_Data to examine:_
════
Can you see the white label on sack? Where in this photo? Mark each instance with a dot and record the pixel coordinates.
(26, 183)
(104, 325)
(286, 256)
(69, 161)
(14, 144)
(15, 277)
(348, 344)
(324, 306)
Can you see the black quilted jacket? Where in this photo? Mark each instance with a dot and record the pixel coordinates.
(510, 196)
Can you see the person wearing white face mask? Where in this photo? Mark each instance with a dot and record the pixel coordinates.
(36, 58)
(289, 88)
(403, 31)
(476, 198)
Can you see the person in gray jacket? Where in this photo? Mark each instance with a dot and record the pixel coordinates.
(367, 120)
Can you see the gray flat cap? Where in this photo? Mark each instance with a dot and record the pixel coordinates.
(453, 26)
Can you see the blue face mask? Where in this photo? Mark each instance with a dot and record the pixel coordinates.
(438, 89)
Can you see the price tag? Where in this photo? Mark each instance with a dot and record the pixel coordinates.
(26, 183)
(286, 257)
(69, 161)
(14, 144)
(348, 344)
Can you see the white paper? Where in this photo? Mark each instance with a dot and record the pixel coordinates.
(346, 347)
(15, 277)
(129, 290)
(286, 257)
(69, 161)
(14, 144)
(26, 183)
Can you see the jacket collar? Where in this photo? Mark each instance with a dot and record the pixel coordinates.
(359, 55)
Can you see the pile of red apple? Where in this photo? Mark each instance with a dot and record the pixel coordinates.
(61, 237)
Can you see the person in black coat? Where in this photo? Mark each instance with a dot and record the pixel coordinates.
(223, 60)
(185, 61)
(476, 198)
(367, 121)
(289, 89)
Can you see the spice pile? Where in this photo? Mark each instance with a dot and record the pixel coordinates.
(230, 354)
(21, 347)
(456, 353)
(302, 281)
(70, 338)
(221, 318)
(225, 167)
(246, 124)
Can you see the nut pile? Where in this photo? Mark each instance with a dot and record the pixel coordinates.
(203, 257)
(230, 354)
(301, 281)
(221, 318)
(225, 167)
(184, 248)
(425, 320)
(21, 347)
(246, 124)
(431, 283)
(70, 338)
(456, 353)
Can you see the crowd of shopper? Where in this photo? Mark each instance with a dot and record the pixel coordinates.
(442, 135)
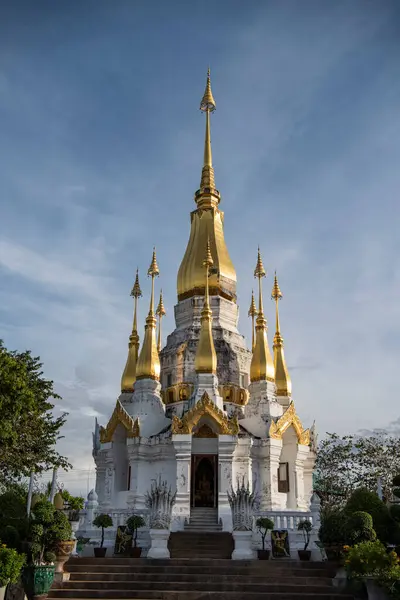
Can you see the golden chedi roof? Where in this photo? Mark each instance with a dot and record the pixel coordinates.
(129, 374)
(148, 365)
(206, 357)
(282, 378)
(207, 223)
(262, 365)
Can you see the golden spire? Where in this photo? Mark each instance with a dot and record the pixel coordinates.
(206, 358)
(262, 365)
(282, 379)
(252, 313)
(129, 374)
(160, 312)
(148, 366)
(207, 195)
(207, 222)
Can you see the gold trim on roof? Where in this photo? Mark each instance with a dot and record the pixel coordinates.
(205, 406)
(120, 416)
(289, 418)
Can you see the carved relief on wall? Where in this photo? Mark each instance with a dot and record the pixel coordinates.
(234, 394)
(205, 406)
(119, 416)
(289, 418)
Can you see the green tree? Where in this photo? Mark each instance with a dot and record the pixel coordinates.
(347, 463)
(28, 428)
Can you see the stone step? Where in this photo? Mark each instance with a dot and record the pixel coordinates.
(201, 585)
(194, 577)
(83, 594)
(270, 568)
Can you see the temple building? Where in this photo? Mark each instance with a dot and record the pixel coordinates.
(205, 411)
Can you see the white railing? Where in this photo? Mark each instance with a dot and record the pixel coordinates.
(287, 519)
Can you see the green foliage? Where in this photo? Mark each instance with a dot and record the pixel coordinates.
(369, 559)
(363, 500)
(102, 521)
(346, 463)
(332, 531)
(29, 430)
(74, 503)
(11, 563)
(359, 528)
(134, 523)
(48, 527)
(264, 524)
(9, 535)
(306, 527)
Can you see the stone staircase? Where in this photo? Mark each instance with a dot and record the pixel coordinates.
(196, 579)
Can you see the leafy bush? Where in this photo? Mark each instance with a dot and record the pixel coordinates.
(359, 528)
(333, 530)
(369, 559)
(306, 527)
(102, 521)
(11, 564)
(363, 500)
(134, 523)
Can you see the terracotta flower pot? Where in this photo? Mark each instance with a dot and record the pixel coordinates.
(63, 552)
(37, 580)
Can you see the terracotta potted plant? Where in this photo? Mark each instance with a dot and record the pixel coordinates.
(305, 527)
(11, 563)
(38, 574)
(134, 523)
(102, 521)
(264, 525)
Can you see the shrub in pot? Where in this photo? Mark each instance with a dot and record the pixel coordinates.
(306, 527)
(264, 525)
(332, 533)
(133, 524)
(102, 521)
(11, 563)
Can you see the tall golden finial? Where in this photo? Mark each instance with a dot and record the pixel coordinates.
(252, 313)
(262, 365)
(148, 366)
(160, 312)
(129, 374)
(207, 194)
(282, 378)
(206, 358)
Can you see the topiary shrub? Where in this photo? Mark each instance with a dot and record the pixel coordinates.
(359, 528)
(363, 500)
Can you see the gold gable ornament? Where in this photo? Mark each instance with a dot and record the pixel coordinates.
(289, 418)
(205, 407)
(120, 416)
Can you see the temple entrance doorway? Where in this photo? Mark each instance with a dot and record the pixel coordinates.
(204, 484)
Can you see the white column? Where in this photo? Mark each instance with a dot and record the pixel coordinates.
(226, 447)
(269, 457)
(302, 455)
(183, 451)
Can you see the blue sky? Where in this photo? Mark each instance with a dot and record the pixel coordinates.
(100, 154)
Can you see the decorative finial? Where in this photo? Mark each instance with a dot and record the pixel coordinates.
(262, 364)
(129, 375)
(136, 291)
(253, 312)
(206, 357)
(160, 312)
(148, 366)
(207, 103)
(282, 378)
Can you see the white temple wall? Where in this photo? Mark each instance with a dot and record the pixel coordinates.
(289, 455)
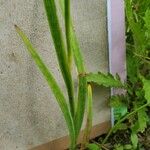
════
_Goal of the exercise:_
What is needed is an exact repeat of the records, with every picture left out.

_Response to this task:_
Can you see the white label on sack? Where in this photo? Mark each instance with a dot and record the pixel coordinates.
(26, 183)
(104, 325)
(286, 256)
(69, 161)
(14, 144)
(15, 277)
(348, 344)
(324, 306)
Can you see the black quilted jacket? Where in this photo? Mark each instance with a dot and record the pixel coordinates.
(510, 196)
Can you see the person wearing white face mask? Where in this photo? Mark each instance with a dot and record the pixel coordinates.
(36, 58)
(289, 88)
(403, 31)
(476, 198)
Can you see the person in gray jacket? Where in this photo? Mark each instance with a dot and record the pixel coordinates.
(367, 120)
Can you see the gray flat cap? Where in this photo? Mark each instance with a dot and record the pixel coordinates.
(453, 26)
Can you see the blue face mask? Where in this photo? Mark each instance with a dot and record the pixel coordinates.
(438, 89)
Can you see the price tag? Where in this photo? Mark each instance with a dot and record the pixel coordinates.
(26, 183)
(286, 257)
(69, 161)
(14, 144)
(348, 344)
Can you see the white paper? Where in this photo? Mark each instance with a dot and record the pixel coordinates.
(346, 347)
(15, 277)
(129, 290)
(286, 257)
(69, 161)
(14, 144)
(26, 183)
Can you see the jacket collar? Where in this photo? Mark each instance with a dot and record the pixel coordinates.
(359, 55)
Can you see the pile of red apple? Where in this photo? Mark each instance with a dot and record the pixel coordinates.
(61, 237)
Can you see the person in black coat? Where in this photo? Mark each instance with a dot and record the pixel coordinates.
(223, 60)
(185, 61)
(476, 198)
(367, 121)
(289, 89)
Can you see the spice pile? Where in this photo? Mark each instance with a dot and record the pixel coordinates.
(230, 354)
(21, 347)
(456, 353)
(302, 281)
(70, 338)
(221, 318)
(225, 167)
(246, 124)
Can you see the nut pile? Where in this photo? Mark each instance with a dot and record the pixel coordinates.
(203, 257)
(230, 354)
(301, 281)
(221, 318)
(225, 167)
(184, 248)
(425, 320)
(21, 347)
(246, 124)
(431, 283)
(70, 338)
(456, 353)
Can you see the crowd of shopper? Where in this photo? Mark each instance with a dot and record the pixel coordinates.
(442, 135)
Can you see the golden chedi roof? Where in this photo? Mark each instance with a dot and record the pixel coordinates.
(129, 374)
(148, 365)
(206, 357)
(282, 378)
(207, 223)
(262, 365)
Can you see the golden spire? Where in this photo? Mark each instance with a dot and record the pixel coordinates.
(206, 358)
(262, 365)
(282, 379)
(252, 313)
(129, 374)
(160, 312)
(148, 366)
(207, 195)
(207, 222)
Can you see the gold trim on roof? Where in this photo? Mark each instance with a dot and record the pixel coordinates.
(205, 406)
(120, 416)
(289, 418)
Can you see the carved relief on wall? Where in this photo? Mark each instance with a dot and record the pixel coordinates.
(234, 394)
(205, 406)
(119, 416)
(289, 418)
Can you see the green tree? Where in this photo? Mark each instance with a dot and record the pixel coordinates.
(347, 463)
(28, 428)
Can you see the stone step? Where in this photo? Mark each instance with a dot and record the pixel coordinates.
(201, 585)
(194, 577)
(83, 594)
(270, 568)
Can you see the temple building? Where in this photo? Mark each instance with a dot and record the pixel coordinates.
(205, 411)
Can you see the white railing? Where in this photo? Mark each instance with a dot and record the pixel coordinates.
(287, 519)
Can you see the green foliage? Where in this photo? Mark each instance with a dot and record the pixel coordinates.
(369, 559)
(363, 500)
(102, 521)
(346, 463)
(332, 531)
(29, 430)
(74, 503)
(11, 563)
(359, 528)
(134, 523)
(48, 527)
(264, 524)
(9, 535)
(306, 527)
Can you see the stone staircase? Where in this photo? Mark each instance with a dot and record the pixel coordinates.
(196, 579)
Can you see the leafy bush? Where in this photo? Mark each instance with a dot and record the pixel coordinates.
(359, 528)
(333, 530)
(369, 559)
(306, 527)
(102, 521)
(11, 564)
(363, 500)
(134, 523)
Can you see the terracotta flower pot? Where in this photo? Mark each instance with a dot and record the pixel coordinates.
(63, 552)
(37, 580)
Can you see the terracotta potted plant? Where in this photo? Mark each instance with a dot and record the pixel coordinates.
(305, 527)
(11, 563)
(38, 574)
(134, 523)
(102, 521)
(264, 525)
Can you see the shrub in pot? Where in this photo? Mark each instance with a dot and record the pixel coordinates.
(306, 527)
(264, 525)
(332, 533)
(133, 524)
(102, 521)
(11, 563)
Can you see the tall golden finial? Where in this photo? Mark each instance with a dot and record the pixel coordinates.
(252, 313)
(262, 365)
(148, 366)
(160, 312)
(129, 374)
(207, 194)
(282, 378)
(206, 358)
Can you see the topiary shrub? Where in this photo? Mark each instance with a dot and record the pixel coordinates.
(359, 528)
(363, 500)
Can you see the gold gable ornament? Where in this photo? Mark each instance with a dot and record the pixel coordinates.
(289, 418)
(205, 407)
(120, 416)
Can you see the temple entrance doorway? Where in this photo? Mark each instance with a dot and record the pixel coordinates.
(204, 484)
Can you see the white column? Where in this photo? Mark each instance with a dot and record the pixel coordinates.
(226, 447)
(269, 457)
(302, 455)
(183, 451)
Can you see the blue sky? Where in this photo? Mark each instance with a dot and record the pixel coordinates.
(100, 154)
Can you see the decorative finial? Where in this photo? Mark each instance with a dot and record the pixel coordinates.
(262, 364)
(129, 375)
(136, 291)
(253, 312)
(206, 357)
(160, 312)
(148, 366)
(207, 103)
(282, 378)
Can you see the white temple wall? Where in this photo? Mark each instance with a dot and record the pixel coordinates.
(289, 455)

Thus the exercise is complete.